'''

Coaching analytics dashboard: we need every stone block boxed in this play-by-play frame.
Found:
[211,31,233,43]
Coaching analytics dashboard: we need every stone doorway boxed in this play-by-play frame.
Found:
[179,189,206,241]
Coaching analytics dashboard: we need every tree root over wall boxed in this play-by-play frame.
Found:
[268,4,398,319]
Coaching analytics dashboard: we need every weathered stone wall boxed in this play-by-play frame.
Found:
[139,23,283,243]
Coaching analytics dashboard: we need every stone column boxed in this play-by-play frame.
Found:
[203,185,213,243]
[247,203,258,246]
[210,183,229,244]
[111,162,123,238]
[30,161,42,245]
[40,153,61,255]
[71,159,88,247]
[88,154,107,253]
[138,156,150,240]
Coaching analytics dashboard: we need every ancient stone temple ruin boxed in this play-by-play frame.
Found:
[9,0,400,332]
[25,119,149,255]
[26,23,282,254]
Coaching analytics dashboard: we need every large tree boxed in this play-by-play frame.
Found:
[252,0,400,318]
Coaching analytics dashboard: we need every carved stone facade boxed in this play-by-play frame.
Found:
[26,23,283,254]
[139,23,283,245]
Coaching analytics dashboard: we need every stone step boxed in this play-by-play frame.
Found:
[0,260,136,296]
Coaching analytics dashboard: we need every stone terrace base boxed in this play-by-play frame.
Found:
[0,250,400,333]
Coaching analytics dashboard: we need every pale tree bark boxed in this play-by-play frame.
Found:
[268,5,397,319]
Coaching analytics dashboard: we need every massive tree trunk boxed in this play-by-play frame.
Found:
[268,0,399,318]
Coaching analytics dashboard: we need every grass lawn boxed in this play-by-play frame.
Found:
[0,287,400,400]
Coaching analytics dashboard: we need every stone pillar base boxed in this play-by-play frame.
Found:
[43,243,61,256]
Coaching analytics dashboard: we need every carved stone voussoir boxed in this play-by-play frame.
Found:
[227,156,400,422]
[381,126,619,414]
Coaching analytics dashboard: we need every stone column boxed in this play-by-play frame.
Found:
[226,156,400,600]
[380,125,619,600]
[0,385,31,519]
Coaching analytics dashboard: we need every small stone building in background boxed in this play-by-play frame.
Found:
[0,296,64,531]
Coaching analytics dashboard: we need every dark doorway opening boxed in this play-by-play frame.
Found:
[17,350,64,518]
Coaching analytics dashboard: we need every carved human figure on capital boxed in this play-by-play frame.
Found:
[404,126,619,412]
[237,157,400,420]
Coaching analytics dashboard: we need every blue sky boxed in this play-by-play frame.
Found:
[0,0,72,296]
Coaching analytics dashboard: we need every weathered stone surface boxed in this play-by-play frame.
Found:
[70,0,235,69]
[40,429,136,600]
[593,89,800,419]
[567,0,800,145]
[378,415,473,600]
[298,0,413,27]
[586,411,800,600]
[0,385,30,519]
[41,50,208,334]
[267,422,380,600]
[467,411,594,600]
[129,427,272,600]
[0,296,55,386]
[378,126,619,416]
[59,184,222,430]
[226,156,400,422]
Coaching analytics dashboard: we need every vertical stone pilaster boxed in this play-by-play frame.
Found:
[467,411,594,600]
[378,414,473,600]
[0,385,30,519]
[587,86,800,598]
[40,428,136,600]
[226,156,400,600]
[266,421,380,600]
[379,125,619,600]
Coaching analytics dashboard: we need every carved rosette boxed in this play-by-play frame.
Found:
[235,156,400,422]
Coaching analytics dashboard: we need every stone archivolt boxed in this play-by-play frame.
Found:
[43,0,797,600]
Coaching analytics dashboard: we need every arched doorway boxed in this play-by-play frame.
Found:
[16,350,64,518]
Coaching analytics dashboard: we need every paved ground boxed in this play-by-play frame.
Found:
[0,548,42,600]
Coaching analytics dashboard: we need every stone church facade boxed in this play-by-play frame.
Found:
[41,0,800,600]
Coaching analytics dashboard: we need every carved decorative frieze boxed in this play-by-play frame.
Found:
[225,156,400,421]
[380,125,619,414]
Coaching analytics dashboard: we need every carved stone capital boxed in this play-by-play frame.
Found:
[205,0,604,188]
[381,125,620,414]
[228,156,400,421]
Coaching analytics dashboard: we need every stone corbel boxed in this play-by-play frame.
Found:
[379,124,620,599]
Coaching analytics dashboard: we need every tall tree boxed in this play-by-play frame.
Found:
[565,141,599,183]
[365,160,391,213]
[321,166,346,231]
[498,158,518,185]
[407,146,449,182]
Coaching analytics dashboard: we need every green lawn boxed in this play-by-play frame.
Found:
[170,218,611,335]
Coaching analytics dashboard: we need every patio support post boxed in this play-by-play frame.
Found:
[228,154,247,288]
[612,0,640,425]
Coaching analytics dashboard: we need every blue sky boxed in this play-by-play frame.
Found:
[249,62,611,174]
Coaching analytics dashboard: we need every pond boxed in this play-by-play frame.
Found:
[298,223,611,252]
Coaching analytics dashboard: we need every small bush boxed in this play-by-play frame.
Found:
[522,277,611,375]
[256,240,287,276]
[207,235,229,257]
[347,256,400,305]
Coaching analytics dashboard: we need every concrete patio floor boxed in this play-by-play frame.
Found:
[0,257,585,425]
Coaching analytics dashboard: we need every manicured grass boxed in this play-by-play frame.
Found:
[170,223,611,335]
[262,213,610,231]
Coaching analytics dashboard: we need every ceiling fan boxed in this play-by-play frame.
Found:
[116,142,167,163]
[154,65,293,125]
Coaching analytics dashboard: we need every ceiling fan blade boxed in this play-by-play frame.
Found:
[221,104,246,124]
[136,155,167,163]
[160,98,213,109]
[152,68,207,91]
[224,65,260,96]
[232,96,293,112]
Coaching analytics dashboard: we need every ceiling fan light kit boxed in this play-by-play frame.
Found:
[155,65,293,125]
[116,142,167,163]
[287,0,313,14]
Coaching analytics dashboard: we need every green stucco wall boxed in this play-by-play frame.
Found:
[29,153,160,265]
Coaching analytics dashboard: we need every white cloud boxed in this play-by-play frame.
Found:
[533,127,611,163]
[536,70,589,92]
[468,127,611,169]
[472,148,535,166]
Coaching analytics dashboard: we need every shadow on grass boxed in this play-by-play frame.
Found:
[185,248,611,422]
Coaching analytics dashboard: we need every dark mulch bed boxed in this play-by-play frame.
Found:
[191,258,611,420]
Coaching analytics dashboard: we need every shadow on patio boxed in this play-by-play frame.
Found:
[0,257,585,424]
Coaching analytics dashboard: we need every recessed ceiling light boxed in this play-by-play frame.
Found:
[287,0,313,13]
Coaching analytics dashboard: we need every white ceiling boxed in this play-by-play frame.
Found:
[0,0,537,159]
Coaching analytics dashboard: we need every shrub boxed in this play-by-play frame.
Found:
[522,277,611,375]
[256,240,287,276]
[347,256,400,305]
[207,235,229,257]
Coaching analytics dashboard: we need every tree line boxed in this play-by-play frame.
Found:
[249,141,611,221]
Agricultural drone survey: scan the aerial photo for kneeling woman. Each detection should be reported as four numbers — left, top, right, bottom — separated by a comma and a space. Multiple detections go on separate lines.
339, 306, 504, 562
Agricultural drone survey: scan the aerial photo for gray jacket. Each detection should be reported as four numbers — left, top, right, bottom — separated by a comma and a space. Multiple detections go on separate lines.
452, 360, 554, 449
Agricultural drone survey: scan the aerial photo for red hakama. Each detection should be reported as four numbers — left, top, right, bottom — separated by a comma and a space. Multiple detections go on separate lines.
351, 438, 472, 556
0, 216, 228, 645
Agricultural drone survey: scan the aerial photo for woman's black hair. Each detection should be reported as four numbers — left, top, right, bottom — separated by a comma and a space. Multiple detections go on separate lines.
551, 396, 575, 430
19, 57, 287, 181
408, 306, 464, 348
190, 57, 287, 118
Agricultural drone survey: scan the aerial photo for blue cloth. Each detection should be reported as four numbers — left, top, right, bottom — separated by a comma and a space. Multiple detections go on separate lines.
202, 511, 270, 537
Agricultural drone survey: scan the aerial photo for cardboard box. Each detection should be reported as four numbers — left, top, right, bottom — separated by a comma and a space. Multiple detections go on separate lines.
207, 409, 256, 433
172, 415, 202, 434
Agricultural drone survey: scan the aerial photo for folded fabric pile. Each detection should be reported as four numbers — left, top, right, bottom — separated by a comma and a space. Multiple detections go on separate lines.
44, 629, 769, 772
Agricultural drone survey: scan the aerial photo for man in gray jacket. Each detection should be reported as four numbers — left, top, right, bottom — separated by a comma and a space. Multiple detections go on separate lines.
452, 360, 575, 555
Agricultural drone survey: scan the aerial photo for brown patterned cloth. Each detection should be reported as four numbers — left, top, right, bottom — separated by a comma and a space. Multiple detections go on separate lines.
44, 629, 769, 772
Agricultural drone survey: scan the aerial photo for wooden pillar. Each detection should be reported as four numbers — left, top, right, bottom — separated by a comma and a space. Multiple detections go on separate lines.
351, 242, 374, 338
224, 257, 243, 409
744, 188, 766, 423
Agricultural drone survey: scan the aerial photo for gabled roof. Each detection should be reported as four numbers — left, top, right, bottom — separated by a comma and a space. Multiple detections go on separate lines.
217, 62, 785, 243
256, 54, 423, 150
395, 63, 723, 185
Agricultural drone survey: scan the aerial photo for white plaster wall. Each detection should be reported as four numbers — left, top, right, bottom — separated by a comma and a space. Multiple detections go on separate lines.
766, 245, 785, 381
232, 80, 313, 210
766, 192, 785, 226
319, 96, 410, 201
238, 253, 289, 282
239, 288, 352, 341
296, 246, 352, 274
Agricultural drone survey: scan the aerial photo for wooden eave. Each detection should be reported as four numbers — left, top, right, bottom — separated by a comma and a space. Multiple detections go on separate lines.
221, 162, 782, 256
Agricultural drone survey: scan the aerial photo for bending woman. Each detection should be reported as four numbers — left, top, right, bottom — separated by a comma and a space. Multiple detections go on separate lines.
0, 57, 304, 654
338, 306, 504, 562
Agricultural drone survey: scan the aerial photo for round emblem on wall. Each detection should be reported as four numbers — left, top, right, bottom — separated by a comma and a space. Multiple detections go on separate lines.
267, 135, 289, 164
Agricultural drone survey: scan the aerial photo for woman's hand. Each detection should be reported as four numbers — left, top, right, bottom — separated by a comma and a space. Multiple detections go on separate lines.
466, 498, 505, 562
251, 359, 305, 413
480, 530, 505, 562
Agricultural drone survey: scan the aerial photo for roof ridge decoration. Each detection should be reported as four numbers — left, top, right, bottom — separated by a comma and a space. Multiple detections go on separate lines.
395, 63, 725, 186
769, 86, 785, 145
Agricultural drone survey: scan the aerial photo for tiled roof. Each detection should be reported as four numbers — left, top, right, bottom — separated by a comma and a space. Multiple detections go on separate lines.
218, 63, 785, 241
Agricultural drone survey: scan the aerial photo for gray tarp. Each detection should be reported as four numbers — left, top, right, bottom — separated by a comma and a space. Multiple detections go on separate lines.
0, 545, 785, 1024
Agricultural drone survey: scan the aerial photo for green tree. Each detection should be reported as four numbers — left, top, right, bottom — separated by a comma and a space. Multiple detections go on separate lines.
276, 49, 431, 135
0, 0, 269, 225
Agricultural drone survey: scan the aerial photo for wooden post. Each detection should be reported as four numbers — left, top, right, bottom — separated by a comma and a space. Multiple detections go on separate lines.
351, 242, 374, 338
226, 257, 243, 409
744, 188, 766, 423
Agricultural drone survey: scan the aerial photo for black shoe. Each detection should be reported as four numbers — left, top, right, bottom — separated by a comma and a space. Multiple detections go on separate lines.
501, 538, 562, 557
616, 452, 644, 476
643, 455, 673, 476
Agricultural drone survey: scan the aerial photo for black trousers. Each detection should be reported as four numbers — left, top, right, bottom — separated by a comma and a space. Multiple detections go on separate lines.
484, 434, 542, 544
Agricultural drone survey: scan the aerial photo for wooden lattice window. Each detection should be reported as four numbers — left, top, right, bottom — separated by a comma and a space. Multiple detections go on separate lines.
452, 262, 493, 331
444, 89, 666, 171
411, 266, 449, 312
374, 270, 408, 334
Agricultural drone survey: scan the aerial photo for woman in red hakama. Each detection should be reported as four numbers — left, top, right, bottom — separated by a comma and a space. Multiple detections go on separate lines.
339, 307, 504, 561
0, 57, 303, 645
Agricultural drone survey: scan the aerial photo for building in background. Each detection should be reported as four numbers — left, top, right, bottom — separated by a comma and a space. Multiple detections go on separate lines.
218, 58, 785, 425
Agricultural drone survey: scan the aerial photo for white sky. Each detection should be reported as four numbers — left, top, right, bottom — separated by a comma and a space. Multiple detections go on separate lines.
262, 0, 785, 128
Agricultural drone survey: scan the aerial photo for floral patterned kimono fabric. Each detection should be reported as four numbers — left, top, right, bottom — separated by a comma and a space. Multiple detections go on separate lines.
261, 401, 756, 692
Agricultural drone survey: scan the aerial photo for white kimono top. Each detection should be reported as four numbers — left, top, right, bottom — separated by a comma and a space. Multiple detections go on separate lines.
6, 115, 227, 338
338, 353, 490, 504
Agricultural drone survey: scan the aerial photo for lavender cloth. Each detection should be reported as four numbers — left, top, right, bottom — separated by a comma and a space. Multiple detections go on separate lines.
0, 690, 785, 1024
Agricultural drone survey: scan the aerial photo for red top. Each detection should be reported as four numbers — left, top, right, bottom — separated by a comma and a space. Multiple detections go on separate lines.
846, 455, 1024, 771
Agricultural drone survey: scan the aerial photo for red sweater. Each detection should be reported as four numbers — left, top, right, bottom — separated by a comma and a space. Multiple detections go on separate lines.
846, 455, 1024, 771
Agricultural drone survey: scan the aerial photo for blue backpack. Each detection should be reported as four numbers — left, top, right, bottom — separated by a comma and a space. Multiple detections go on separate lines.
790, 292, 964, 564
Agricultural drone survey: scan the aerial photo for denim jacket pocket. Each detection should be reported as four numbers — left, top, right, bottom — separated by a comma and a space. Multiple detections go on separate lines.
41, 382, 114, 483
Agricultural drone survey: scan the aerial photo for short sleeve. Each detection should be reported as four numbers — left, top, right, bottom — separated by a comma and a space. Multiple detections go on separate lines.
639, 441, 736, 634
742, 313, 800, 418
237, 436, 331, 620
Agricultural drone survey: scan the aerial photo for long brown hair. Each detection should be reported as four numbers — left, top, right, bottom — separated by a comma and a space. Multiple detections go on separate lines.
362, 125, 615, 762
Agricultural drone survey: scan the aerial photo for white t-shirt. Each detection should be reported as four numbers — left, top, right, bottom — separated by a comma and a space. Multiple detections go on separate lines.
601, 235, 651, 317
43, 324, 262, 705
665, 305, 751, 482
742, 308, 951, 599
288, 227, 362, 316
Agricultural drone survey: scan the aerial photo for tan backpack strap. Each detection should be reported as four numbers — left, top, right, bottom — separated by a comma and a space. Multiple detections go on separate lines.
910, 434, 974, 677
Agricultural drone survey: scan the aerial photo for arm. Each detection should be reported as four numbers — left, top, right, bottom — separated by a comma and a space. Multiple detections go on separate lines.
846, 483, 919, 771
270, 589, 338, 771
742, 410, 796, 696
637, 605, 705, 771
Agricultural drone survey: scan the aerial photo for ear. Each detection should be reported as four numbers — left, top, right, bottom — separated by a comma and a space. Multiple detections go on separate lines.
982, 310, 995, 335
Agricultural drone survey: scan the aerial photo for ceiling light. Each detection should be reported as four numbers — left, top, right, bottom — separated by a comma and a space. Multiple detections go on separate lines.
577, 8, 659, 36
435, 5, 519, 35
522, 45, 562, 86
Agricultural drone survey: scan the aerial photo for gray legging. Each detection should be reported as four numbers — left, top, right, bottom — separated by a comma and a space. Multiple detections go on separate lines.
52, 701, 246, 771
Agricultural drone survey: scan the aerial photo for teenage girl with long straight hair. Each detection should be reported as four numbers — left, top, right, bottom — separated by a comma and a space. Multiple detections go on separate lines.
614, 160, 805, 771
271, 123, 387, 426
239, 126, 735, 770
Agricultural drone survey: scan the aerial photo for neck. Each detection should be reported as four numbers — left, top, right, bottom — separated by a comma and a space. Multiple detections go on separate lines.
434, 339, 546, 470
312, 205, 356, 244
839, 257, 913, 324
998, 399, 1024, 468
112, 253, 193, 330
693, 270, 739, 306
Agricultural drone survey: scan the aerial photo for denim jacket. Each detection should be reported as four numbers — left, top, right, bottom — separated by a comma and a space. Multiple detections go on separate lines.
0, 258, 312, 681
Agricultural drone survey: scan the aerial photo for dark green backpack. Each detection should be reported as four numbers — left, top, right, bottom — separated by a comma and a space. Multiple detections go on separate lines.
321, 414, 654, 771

'''

■ Brief
Rescale the data above from the line that has "Agricultural drone survey: scan the aerial photo for lavender" through the line that has "41, 382, 114, 483", both included: reproduce every line, requests too, but multiply each coordinate in the answers by 1.85 and round it to a whole number, halves up. Leave the request lines unchanged, and give only these lines.

■ Task response
Agricultural drone survey: scan the aerial photo for lavender cloth. Each detection should be reported as four numbers — left, top, right, bottom — separated by a comma and a space. Multiple detections go on separate lines.
0, 1277, 1452, 1894
Agricultural drone survey: scan the aerial photo for red top. Each detection should be reported as four numbers — left, top, right, bottom — separated by a comma and a space. Multiple detections go on separate lines.
1565, 842, 1894, 1426
Agricultural drone survey: scan the aerial photo for red sweater. Each detection should be reported as four numbers — left, top, right, bottom — separated by a comma and a space. Multiple detections go on separate lines.
1565, 842, 1894, 1426
Agricultural drone survey: scan the aerial photo for blue backpack. Each detection should be reported as four numbers — left, top, right, bottom — separated by a comma and a space. Multiple detections go on separate lines.
1462, 540, 1783, 1043
Agricultural drone survey: scan the aerial photo for denim jacket pocket. Each detection should be reported as four numbers — left, top, right, bottom — separated by a comma and a space. Multiple detections go on separate lines.
76, 707, 211, 894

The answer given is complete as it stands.